- _YOUR OBJECTIVE_: Print the entries exactly; skip the pictures.

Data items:
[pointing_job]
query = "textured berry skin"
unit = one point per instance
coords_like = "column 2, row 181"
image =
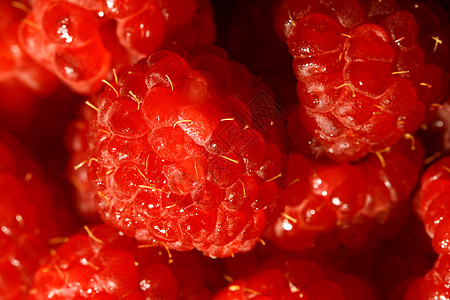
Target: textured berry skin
column 363, row 79
column 104, row 264
column 82, row 41
column 286, row 279
column 431, row 206
column 23, row 82
column 432, row 197
column 350, row 204
column 187, row 152
column 27, row 219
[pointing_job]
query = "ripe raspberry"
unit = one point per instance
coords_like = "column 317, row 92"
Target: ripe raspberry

- _SOLUTION FOR THIS EXERCISE_:
[pointing_job]
query = "textured berry skin"
unit = one point per instance
coords_like = "column 2, row 181"
image =
Target: textured berry skin
column 363, row 79
column 104, row 264
column 82, row 41
column 286, row 279
column 431, row 206
column 23, row 82
column 432, row 197
column 350, row 204
column 187, row 152
column 27, row 219
[pointing_job]
query = "ripe raspberry"
unit = one point per instance
coords_like = "column 317, row 92"
Target: ripe raspberry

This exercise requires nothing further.